The reputation of Pichon Baron until the 1960s was superior to that of Pichon Lalande across the road, it was also placed above Pichon Lalande in the Classification of 1855. But on the death of Jean Bouteillier in 1961 its reputation began to sink. His eldest son Bertrand was still young and inexperienced and there was a lack of money for necessary investments leading to a decline in quality of the wines during the 1960s and 1970s. During the 1980s there were signs of recovery but not at the same speed as with many other properties during this time and certainly nowhere near that of Pichon-Lalande that had prospered enormously under the care of May de Lencquesaing to become one of the first "Super-seconds".
2019 was marked by a rainy spring and start to June, followed by a hot, dry summer. Cool spring temperatures alleviated the virulence of the mildew, and the year's favourable weather conditions created an environment free from the threat of cryptogamic infection.
The rapid warming of the soil at the end of winter led to steady and even budburst, with slow growth. Unfortunately, these cool spring conditions were not favourable to flowering and caused moderate coulure, except in our earliest-ripening terroirs.
The last ten days of June gave way to hot and dry summer weather punctuated by some rain in late July and early August. The sunshine and heat stimulated the fruit aromas of the Cabernets and the concentration of polyphenols in the skins.

__Point localization data__.

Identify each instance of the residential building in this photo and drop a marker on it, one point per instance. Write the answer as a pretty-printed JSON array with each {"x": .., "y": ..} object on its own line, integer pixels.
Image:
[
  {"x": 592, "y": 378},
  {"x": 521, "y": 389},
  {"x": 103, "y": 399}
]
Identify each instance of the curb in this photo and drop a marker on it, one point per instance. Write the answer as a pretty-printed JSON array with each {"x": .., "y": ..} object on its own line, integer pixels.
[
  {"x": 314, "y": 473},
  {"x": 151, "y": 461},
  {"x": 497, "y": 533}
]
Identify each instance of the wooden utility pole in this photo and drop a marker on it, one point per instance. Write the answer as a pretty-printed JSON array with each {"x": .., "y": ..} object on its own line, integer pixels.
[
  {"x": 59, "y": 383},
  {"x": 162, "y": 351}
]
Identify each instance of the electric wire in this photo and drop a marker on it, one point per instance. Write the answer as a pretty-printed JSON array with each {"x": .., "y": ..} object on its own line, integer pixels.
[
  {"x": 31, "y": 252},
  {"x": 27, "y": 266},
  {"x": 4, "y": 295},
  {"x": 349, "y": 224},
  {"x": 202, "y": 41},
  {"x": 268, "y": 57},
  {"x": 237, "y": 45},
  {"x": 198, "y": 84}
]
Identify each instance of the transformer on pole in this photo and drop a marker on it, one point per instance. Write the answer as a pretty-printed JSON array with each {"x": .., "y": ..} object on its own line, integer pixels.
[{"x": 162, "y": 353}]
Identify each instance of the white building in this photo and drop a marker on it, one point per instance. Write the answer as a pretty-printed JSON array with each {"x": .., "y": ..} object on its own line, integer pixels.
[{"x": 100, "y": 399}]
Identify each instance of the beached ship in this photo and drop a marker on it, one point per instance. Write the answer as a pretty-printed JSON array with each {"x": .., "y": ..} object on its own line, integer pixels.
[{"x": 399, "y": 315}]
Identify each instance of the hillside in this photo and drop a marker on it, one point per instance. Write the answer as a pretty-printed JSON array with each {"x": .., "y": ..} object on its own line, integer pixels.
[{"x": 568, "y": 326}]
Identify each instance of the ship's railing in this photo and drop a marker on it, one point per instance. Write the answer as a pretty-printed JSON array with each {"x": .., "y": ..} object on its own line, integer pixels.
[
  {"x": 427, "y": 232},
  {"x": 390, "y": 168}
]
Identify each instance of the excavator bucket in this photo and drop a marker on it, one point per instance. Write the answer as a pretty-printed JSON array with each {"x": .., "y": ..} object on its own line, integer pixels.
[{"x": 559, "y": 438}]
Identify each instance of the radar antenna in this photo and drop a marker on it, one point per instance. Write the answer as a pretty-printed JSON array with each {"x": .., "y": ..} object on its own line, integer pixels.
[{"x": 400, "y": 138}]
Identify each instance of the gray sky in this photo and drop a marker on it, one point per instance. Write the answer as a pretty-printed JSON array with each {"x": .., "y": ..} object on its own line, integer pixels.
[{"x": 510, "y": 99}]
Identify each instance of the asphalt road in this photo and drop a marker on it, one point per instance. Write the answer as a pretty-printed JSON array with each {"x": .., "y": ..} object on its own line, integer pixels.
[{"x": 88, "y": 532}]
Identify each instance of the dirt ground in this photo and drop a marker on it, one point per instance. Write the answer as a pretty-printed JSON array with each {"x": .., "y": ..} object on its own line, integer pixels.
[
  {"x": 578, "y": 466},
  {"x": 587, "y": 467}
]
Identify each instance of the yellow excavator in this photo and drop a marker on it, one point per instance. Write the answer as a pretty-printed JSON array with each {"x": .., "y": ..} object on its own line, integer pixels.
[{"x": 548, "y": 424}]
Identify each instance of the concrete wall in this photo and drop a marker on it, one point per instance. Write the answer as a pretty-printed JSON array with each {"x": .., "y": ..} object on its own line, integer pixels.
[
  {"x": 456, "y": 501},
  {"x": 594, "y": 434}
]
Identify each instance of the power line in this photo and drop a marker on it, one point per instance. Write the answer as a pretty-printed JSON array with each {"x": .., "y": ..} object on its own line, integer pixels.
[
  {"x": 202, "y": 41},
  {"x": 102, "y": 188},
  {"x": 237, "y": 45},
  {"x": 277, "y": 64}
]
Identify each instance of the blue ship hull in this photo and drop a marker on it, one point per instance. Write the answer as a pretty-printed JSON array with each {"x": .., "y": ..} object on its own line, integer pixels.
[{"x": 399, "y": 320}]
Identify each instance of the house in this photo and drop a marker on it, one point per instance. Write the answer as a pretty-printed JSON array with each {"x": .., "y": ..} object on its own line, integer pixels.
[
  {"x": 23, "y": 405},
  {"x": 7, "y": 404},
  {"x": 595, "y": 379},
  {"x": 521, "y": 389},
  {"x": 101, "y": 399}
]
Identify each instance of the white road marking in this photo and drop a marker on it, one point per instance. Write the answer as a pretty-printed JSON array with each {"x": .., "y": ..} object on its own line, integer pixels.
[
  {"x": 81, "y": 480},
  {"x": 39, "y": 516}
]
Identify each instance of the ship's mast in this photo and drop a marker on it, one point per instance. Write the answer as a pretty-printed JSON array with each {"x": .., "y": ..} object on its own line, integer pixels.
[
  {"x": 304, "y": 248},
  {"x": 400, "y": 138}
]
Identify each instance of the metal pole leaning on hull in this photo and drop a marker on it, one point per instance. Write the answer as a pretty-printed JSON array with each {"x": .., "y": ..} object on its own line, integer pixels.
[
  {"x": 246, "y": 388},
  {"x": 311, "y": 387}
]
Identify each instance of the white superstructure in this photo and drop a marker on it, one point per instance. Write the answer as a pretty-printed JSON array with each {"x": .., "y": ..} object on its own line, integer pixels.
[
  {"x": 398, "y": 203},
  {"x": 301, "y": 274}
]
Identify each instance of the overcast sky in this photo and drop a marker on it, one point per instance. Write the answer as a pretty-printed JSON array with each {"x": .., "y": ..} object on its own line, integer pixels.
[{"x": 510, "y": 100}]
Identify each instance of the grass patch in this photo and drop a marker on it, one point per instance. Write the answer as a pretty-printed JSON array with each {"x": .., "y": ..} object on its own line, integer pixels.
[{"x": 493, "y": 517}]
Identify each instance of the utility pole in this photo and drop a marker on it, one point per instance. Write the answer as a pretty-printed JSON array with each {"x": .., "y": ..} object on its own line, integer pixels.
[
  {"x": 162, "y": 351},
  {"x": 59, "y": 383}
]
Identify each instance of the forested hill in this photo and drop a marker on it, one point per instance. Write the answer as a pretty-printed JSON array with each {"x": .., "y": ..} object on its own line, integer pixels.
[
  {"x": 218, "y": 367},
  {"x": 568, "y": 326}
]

__What you need to do__.
a) From the Pichon Baron text, output the passage that begins at the words "2019 was marked" and stops after the words "our earliest-ripening terroirs.".
b) Using the Pichon Baron text, decide whether each statement agrees with it. Answer yes or no for each and quote the words that decide it.
(i) Pichon Baron was placed above Pichon Lalande in the Classification of 1855.
(ii) The spring of 2019 was dry.
(iii) The cool spring conditions favored flowering.
c) Translate this sentence from the Pichon Baron text into Spanish: "The rapid warming of the soil at the end of winter led to steady and even budburst, with slow growth."

__Results by task__.
a)
2019 was marked by a rainy spring and start to June, followed by a hot, dry summer. Cool spring temperatures alleviated the virulence of the mildew, and the year's favourable weather conditions created an environment free from the threat of cryptogamic infection.
The rapid warming of the soil at the end of winter led to steady and even budburst, with slow growth. Unfortunately, these cool spring conditions were not favourable to flowering and caused moderate coulure, except in our earliest-ripening terroirs.

b)
(i) Yes: "it was also placed above Pichon Lalande in the Classification of 1855"
(ii) No: "2019 was marked by a rainy spring and start to June"
(iii) No: "these cool spring conditions were not favourable to flowering"

c) El rápido calentamiento del suelo a finales del invierno dio lugar a una brotación regular y homogénea, con un crecimiento lento.